**Aim:**
Print the records again, character for character.

Items from a dataset:

◆ ◆ ◆

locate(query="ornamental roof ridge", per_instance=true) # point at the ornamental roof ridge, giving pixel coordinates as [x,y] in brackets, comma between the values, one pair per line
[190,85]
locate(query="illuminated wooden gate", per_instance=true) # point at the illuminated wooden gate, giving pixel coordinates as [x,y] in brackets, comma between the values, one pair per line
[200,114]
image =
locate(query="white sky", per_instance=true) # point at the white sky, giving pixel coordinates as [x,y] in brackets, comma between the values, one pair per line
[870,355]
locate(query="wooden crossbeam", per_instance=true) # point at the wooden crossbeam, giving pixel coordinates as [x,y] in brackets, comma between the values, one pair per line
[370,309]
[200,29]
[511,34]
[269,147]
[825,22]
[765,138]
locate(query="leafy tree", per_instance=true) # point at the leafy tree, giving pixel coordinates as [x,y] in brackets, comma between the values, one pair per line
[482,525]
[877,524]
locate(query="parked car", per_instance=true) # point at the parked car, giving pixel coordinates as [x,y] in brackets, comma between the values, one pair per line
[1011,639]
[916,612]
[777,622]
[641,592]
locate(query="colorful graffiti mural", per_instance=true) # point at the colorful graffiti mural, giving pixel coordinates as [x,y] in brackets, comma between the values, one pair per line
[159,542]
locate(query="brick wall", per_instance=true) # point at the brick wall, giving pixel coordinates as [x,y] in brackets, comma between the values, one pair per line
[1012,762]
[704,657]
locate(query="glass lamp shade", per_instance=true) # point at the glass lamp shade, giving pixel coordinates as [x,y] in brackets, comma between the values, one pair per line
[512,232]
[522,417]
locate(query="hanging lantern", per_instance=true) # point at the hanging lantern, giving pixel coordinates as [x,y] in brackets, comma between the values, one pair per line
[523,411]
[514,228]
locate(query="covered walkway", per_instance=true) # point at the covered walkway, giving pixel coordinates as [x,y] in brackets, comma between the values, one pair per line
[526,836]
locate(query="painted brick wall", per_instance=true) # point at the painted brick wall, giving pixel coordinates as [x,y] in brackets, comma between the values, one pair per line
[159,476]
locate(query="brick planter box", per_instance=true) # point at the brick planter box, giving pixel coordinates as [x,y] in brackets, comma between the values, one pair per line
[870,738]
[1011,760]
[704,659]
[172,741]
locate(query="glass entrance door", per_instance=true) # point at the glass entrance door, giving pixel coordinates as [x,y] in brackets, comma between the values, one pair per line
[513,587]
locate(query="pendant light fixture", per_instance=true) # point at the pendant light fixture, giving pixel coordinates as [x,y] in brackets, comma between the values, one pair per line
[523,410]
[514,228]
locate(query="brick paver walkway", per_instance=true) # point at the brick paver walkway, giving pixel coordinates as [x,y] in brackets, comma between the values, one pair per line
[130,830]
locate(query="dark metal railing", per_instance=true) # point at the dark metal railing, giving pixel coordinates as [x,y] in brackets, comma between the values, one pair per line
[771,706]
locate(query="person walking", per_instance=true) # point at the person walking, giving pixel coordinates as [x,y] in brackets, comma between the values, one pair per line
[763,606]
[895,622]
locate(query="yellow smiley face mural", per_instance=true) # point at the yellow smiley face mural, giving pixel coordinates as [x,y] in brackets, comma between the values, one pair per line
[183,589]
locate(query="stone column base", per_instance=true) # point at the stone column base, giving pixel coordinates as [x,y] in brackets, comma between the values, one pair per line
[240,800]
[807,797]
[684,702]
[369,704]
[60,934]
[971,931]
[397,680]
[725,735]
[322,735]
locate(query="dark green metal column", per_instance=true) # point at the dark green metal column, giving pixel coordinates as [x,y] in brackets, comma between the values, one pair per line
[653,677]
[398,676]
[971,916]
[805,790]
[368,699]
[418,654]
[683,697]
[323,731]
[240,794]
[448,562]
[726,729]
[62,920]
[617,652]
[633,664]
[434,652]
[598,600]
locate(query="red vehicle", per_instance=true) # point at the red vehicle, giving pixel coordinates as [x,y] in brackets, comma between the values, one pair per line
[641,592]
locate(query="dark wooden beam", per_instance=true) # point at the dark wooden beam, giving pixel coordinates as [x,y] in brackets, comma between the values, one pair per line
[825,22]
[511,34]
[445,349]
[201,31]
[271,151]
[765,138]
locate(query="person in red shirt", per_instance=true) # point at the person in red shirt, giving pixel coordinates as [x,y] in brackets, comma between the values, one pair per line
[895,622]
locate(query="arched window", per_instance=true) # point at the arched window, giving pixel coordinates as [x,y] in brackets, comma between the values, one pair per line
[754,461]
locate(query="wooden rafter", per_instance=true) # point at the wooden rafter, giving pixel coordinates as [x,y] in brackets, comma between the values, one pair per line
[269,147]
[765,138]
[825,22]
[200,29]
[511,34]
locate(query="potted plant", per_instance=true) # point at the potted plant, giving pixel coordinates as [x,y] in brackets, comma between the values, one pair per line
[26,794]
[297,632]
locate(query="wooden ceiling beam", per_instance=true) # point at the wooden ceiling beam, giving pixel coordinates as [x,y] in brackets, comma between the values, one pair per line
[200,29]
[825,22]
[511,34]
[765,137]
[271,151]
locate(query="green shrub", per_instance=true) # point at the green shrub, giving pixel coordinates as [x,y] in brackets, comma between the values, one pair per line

◆ ◆ ◆

**The solution:**
locate(query="ornamental roof ridge", per_instance=true) # point at the ornamental roof ridge, giving pixel coordinates as [x,y] in brackets, comma between the values, one pair per line
[190,85]
locate(query="illuminated wooden gate", per_instance=true) # point at the illuminated wooden gate, giving pixel coordinates as [x,y] in brackets, comma between the values, one pair per line
[200,114]
image =
locate(query="white sky", per_instance=true) # point at the white sky, giving pixel coordinates as [x,y] in brackets, comma between the values, one pair per line
[870,355]
locate(query="wooden crossbeam", per_instance=true) # point at the wooden crossbeam, giving pixel coordinates as [x,y] in brackets, comma between the values, one pair per line
[370,309]
[200,29]
[511,34]
[269,147]
[825,22]
[765,138]
locate(query="leafy tree", per_instance=true) # point at the leafy tree, giving pixel coordinates as [x,y] in brackets, comma between the values, one pair per line
[482,525]
[877,524]
locate(query="parked car", per_instance=true) # point at the parked car, giving pixel coordinates as [x,y] in brackets, comma between the values, one pair per line
[1011,639]
[916,612]
[777,622]
[641,592]
locate(query="colorful graffiti mural", per_instance=true) # point at the colorful graffiti mural, giving pixel coordinates as [x,y] in brackets, comma between the values, one pair per line
[159,542]
locate(query="brick wall", per_instance=true) # point at the brick wall, giving pixel coordinates as [x,y] in brackets, comma between the values, one pair per line
[1012,762]
[704,657]
locate(query="glass lamp shade", per_instance=true) # point at the glass lamp shade, giving pixel coordinates as [x,y] in brackets, comma between the values, one pair per line
[512,232]
[522,417]
locate(query="hanging lantern", per_instance=true) # point at the hanging lantern, giving pixel coordinates as [x,y] in brackets, comma between the values, one pair per line
[523,411]
[514,228]
locate(query="covered walkway", per_instance=true) # point at the covered walkway, giving pixel coordinates as [x,y] in brackets, comma between the values, one pair per line
[526,836]
locate(query="painted brick wall", per_instance=true) # point at the painted brick wall, giving pixel coordinates as [x,y] in brackets, comma between the values, one pair per line
[159,476]
locate(query="brick planter box", per_instance=true) # point at the brick planter box, giving pixel coordinates as [x,y] in brackets, comma between the values, one pair per line
[870,738]
[1011,760]
[704,659]
[172,741]
locate(query="glass entrance door", per_instance=true) # point at the glass entrance door, giving pixel coordinates as [x,y] in brackets, comma between the values, one pair per line
[513,587]
locate(query="pendant light fixture", per_instance=true) # point at the pendant light fixture, giving pixel coordinates as [x,y] in brackets, comma between the values, one pair per line
[523,410]
[514,228]
locate(query="brick paver walkway", per_instance=true) # point at the brick paver walkway, giving pixel coordinates as [x,y] in brackets, comma between the values, one pair per line
[130,830]
locate(query="dark metal railing", per_instance=true) # point at the dark metal railing, giving pixel coordinates as [x,y] in brackets, comma between the values, one pair per line
[771,706]
locate(query="person walking", per_instance=true) # point at the person walking, giving pixel coordinates as [x,y] in brackets, comma between the values, one pair per line
[763,606]
[895,622]
locate(query="yellow smiley face mural", per_instance=true) # point at the yellow smiley face mural, giving pixel coordinates as [x,y] in brackets, comma between the values, one pair per line
[183,589]
locate(query="stone column base", per_instance=true) # point at the stone column base, giving pixel coordinates as [x,y] in brackets, comma between the values, one pair per line
[240,800]
[807,797]
[684,702]
[369,704]
[60,934]
[971,931]
[397,680]
[725,735]
[322,735]
locate(query="dark green metal column", per_instance=true) # point at the dark green metal column, giving pixel coordinates as [x,y] in brackets, comma between the values, one pair per line
[653,677]
[398,676]
[971,916]
[805,790]
[368,699]
[418,654]
[683,697]
[323,731]
[240,794]
[448,562]
[726,729]
[62,920]
[617,652]
[633,664]
[434,652]
[598,600]
locate(query="red vehicle", per_instance=true) # point at the red vehicle, giving pixel coordinates as [x,y] in brackets, comma between the values, one pair per line
[641,592]
locate(query="dark wooden beam", per_instance=true) # point at the dark wooden beam, giving pixel coordinates as [x,y] in brackets, comma between the values, one pair per line
[825,22]
[511,34]
[445,349]
[201,31]
[271,151]
[765,138]
locate(query="person in red shirt", per_instance=true) # point at the person in red shirt, giving pixel coordinates as [x,y] in brackets, comma between the values, one pair per line
[895,622]
locate(query="arched window", per_instance=true) # point at the arched window, giving pixel coordinates as [x,y] in brackets, comma between the values, one pair per line
[754,461]
locate(query="wooden rafter", per_instance=true) # point at the wooden rafter, giving pixel coordinates as [x,y] in brackets, comma between the values, one pair per line
[269,147]
[765,138]
[825,22]
[200,29]
[511,34]
locate(query="potted plant", per_instance=true) # point at the potted plant, giving pixel coordinates as [x,y] in brackets, comma between the values, one pair per line
[26,794]
[297,632]
locate(query="wooden ceiling beam", per_instance=true) # point at the wooden ceiling beam, giving pixel coordinates as [x,y] in brackets, comma between the values, one pair per line
[200,29]
[825,22]
[511,34]
[765,137]
[271,151]
locate(query="green shrub", per_instance=true) # point at the green shrub, giving pixel coordinates as [x,y] in brackets, comma between the values, one pair per line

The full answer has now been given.